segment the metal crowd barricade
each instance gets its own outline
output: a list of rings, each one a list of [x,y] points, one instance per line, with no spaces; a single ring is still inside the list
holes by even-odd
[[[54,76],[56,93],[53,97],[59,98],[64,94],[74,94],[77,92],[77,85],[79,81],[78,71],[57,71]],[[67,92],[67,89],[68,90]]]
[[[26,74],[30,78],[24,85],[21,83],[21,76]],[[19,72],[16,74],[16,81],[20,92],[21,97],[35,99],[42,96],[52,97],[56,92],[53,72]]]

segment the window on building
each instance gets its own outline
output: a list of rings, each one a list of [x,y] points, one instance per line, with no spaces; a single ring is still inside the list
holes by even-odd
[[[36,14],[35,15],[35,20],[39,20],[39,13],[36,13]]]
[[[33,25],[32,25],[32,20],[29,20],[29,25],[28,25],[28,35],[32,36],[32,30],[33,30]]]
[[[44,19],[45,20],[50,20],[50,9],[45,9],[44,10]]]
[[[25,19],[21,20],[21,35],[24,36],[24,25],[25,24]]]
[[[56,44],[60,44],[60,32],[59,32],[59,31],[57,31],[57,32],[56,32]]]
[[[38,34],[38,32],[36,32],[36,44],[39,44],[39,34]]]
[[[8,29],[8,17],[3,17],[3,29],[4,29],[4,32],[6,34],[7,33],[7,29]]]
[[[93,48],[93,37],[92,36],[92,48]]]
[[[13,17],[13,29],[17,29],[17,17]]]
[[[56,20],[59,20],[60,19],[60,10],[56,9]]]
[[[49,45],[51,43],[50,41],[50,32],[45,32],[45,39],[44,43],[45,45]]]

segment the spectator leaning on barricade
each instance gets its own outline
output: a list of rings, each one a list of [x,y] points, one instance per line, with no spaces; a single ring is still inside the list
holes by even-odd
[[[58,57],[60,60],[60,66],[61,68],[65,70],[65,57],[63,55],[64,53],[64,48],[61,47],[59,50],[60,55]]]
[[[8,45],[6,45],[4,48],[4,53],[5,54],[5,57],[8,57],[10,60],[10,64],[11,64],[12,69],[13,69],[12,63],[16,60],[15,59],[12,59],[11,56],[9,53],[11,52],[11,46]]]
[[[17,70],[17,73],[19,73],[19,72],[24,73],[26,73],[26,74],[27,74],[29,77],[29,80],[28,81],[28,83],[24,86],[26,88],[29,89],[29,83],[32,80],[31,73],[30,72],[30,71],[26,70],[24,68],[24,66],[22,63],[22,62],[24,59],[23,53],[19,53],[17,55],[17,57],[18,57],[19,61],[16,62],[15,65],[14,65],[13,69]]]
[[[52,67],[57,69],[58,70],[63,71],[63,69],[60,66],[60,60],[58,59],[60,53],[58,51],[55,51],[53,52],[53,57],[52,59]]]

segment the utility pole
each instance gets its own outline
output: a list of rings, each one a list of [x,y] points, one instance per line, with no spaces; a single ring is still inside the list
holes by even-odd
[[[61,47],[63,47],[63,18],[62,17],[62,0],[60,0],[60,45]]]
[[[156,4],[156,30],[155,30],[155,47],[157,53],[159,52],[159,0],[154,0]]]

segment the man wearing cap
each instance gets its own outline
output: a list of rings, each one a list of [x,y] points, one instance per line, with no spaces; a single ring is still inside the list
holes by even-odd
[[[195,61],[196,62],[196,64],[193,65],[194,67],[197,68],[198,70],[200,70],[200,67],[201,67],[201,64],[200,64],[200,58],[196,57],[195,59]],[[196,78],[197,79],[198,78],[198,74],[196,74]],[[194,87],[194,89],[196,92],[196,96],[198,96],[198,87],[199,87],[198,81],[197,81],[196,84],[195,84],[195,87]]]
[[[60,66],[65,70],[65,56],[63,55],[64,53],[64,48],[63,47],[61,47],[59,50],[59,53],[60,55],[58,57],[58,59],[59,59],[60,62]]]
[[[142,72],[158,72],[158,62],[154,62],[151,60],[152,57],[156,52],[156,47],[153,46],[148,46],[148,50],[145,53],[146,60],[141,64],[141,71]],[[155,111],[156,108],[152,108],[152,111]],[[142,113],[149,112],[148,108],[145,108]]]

::::

Written instruction:
Return each line of the data exactly as written above.

The reply:
segment the metal crowd barricade
each instance gets its own outline
output: a list of rings, each one a list of [x,y] points, one instance per line, with no spaces; a single ring is still inside the list
holes by even-odd
[[[54,76],[56,93],[53,97],[59,98],[64,94],[74,94],[77,92],[77,85],[79,81],[78,71],[57,71]],[[67,92],[67,89],[68,90]]]
[[[26,74],[30,78],[24,85],[21,83],[21,76]],[[19,72],[16,74],[16,81],[20,92],[21,97],[35,99],[42,96],[52,97],[56,92],[53,72]]]

segment the window on building
each instance gets its own outline
output: a list of rings, each one a list of [x,y] points, one instance per line, with no spaces; a single ring is still inside the list
holes by even-odd
[[[36,14],[35,15],[35,20],[39,20],[39,13],[36,13]]]
[[[33,25],[32,25],[32,20],[29,20],[29,25],[28,25],[28,35],[32,36],[32,30],[33,30]]]
[[[44,19],[45,20],[50,20],[50,9],[45,9],[44,10]]]
[[[25,19],[21,20],[21,35],[24,36],[24,25],[25,24]]]
[[[56,44],[60,44],[60,32],[59,32],[59,31],[57,31],[57,32],[56,32]]]
[[[38,34],[38,32],[36,32],[36,44],[39,44],[39,34]]]
[[[8,29],[8,17],[3,17],[3,29],[4,29],[4,32],[6,34],[7,33],[7,29]]]
[[[93,48],[93,37],[92,36],[92,48]]]
[[[13,17],[13,29],[17,29],[17,17]]]
[[[56,20],[59,20],[60,19],[60,10],[56,9]]]
[[[49,45],[51,43],[50,41],[50,32],[45,32],[45,39],[44,43],[45,45]]]

segment the spectator leaning on barricade
each instance gets its own outline
output: a list of rings, each one a list of [x,y] points, one instance per line, with no spaces; a single ring is still inside the list
holes by even-odd
[[[58,57],[60,60],[60,66],[61,68],[65,70],[65,57],[63,55],[64,53],[64,48],[61,47],[59,50],[60,55]]]
[[[8,45],[6,45],[4,48],[4,53],[5,54],[5,57],[8,57],[10,60],[10,64],[11,64],[12,69],[13,69],[12,63],[16,60],[15,59],[12,59],[11,56],[9,53],[11,52],[11,46]]]
[[[17,70],[17,73],[19,73],[19,72],[24,73],[26,73],[26,74],[27,74],[29,77],[29,80],[28,81],[28,83],[24,86],[26,88],[29,89],[29,83],[32,80],[31,73],[30,72],[30,71],[26,70],[24,68],[24,66],[22,63],[22,62],[24,59],[23,53],[19,53],[17,55],[17,57],[18,57],[19,61],[16,62],[15,65],[14,65],[13,69]]]
[[[52,67],[57,69],[58,70],[63,71],[63,69],[60,66],[60,60],[58,59],[60,53],[58,51],[55,51],[53,52],[53,57],[52,59]]]

segment the utility pole
each instance gets its own outline
output: a list of rings, each one a list of [x,y] points, one instance per line, with no spaces; a single ring is still inside the list
holes by even-odd
[[[61,47],[63,47],[63,18],[62,17],[62,0],[60,0],[60,45]]]
[[[156,4],[156,30],[155,30],[155,47],[157,53],[159,52],[159,0],[154,0]]]

segment the man wearing cap
each instance gets its own outline
output: a list of rings, each one a list of [x,y] points, one instance per line, with no spaces; a single ring is still inside the list
holes by even-odd
[[[195,61],[196,62],[196,64],[193,65],[194,67],[197,68],[198,70],[200,70],[200,67],[201,67],[201,64],[200,64],[200,58],[196,57],[195,59]],[[196,78],[197,79],[198,78],[198,74],[196,74]],[[194,87],[194,89],[196,92],[196,96],[198,96],[198,87],[199,87],[198,81],[197,81],[196,84],[195,84],[195,87]]]
[[[60,66],[65,70],[65,56],[63,55],[64,53],[64,48],[63,47],[61,47],[59,50],[59,53],[60,55],[58,57],[58,59],[59,59],[60,62]]]
[[[142,72],[158,72],[158,62],[154,62],[151,60],[152,57],[156,52],[156,47],[153,46],[148,46],[148,50],[145,53],[146,60],[141,64],[141,71]],[[155,111],[156,108],[152,108],[152,111]],[[142,113],[149,112],[148,108],[145,108]]]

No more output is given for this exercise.